### Short exercise a:
In the records, swap "concrete" for "brick" in everything from the line containing "shirt player in" down to the end of the records, and reproduce those lines with nothing else altered.

### Selected passage:
★ ★ ★ ★ ★ ★ ★

I have to prove that if $\displaystyle a,b,c\in\mathbb{Z}$ Show that $\displaystyle gcd(a,b)=1$ and $gcd(a,c)=1$ iff $\displaystyle gcd(a,lcm[b,c])=1$ I've tried proving the forward direction and im stuck. Here is what I have so far.

proof: $\displaystyle \rightarrow$: Assume $\displaystyle gcd(a,b)=1$ and $gcd(a,c)=1 $. Assume further that $\displaystyle gcd(a,[b,c])\neq 1 $. Let $\displaystyle d=(a,[b,c])$ which implies that $\displaystyle d|a$ and $d|[b,c] \implies d|b$ or $d|c $

Case 1: Suppose $\displaystyle d|b$ and $d\nmid c $. Since $\displaystyle d|a$ and $d|b$ and since $\displaystyle gcd(a,b)=1$ then d is a common multiple of $\displaystyle gcd(a,b)$ thus $\displaystyle d=1$ A contradiction.

Case 2: Suppose $\displaystyle d\nmid b$ and $d|c $. Same here as case 1 and d=1. A contradiction.

Case 3: Suppose $\displaystyle d|b$ and $d|c $ Since $\displaystyle gcd(a,b)=1$ and $gcd(a,c)=1$ and $d|a$,$\displaystyle d|b$, and $d|c $ then $\displaystyle d=1$ A contradiction.\

Would this be right?

★ ★ ★ ★ ★ ★ ★

### Material for this task:
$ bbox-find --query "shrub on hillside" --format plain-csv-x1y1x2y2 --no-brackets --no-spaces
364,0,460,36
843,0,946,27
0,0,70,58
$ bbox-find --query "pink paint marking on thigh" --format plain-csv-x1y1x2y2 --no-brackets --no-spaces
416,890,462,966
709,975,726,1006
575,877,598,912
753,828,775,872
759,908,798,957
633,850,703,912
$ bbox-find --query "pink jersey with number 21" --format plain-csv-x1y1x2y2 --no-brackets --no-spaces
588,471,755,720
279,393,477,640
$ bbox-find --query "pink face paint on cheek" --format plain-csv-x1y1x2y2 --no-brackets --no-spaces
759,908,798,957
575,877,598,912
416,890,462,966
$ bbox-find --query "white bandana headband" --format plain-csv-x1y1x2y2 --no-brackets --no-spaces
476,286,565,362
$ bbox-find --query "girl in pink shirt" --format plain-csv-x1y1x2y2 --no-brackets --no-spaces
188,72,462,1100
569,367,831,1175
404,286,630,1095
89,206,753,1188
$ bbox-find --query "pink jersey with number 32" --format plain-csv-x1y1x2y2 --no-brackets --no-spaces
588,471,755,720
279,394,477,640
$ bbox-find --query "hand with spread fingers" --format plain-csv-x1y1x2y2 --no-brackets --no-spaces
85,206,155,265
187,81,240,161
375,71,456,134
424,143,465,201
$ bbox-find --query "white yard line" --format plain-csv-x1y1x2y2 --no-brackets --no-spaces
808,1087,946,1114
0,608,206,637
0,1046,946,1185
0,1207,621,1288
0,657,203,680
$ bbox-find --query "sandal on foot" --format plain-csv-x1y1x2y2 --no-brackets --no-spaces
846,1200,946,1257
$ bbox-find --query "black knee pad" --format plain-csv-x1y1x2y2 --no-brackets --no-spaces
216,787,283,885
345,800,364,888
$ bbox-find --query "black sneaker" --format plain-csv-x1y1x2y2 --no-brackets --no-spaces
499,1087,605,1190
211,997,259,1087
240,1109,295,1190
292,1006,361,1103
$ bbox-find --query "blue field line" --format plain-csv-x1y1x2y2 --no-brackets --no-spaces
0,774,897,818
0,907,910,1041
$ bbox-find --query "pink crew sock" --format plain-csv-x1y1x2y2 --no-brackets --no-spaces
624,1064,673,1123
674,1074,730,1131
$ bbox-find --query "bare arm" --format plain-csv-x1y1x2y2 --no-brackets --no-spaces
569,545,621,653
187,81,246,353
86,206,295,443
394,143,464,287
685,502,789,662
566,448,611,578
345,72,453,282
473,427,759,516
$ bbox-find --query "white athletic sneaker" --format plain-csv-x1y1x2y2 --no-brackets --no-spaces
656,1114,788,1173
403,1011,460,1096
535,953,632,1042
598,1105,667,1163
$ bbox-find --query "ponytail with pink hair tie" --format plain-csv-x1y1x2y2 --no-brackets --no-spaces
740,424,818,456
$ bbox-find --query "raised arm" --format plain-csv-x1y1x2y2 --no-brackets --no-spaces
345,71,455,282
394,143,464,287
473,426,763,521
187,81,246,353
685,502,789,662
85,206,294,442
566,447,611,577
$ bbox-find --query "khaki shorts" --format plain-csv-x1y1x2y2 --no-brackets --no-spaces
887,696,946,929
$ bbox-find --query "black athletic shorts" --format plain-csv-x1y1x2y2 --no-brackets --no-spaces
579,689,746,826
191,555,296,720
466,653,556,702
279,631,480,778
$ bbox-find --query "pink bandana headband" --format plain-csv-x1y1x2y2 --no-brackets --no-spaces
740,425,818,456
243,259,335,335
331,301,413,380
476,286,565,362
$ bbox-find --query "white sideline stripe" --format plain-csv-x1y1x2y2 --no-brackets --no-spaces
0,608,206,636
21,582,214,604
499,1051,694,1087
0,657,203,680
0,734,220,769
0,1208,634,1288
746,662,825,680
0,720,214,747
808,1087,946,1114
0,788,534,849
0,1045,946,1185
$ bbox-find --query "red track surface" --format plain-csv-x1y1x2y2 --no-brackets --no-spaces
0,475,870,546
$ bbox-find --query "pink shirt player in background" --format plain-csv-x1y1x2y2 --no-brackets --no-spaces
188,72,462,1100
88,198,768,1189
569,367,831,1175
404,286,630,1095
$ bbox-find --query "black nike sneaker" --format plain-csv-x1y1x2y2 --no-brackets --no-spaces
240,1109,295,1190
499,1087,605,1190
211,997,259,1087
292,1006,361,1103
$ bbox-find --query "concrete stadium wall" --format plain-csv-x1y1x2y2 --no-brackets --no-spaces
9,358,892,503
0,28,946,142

★ ★ ★ ★ ★ ★ ★

### Short exercise b:
In the gcd proof, what reason does the post give for concluding in Case 3 that d = 1?

### Complete response a:
$ bbox-find --query "pink shirt player in background" --format plain-csv-x1y1x2y2 --no-brackets --no-spaces
188,72,462,1100
88,198,768,1189
569,367,831,1175
404,286,630,1095
$ bbox-find --query "black nike sneaker" --format plain-csv-x1y1x2y2 --no-brackets --no-spaces
240,1109,295,1190
499,1087,605,1190
211,997,259,1087
292,1006,361,1103
$ bbox-find --query "brick stadium wall" --format plain-csv-x1y1x2y2 --no-brackets --no-spaces
9,358,892,503
0,28,946,142

### Complete response b:
The post reasons that gcd(a, b) = 1 and gcd(a, c) = 1, while d divides a, b, and c. It therefore concludes that d = 1, which contradicts the assumption that gcd(a, [b, c]) ≠ 1.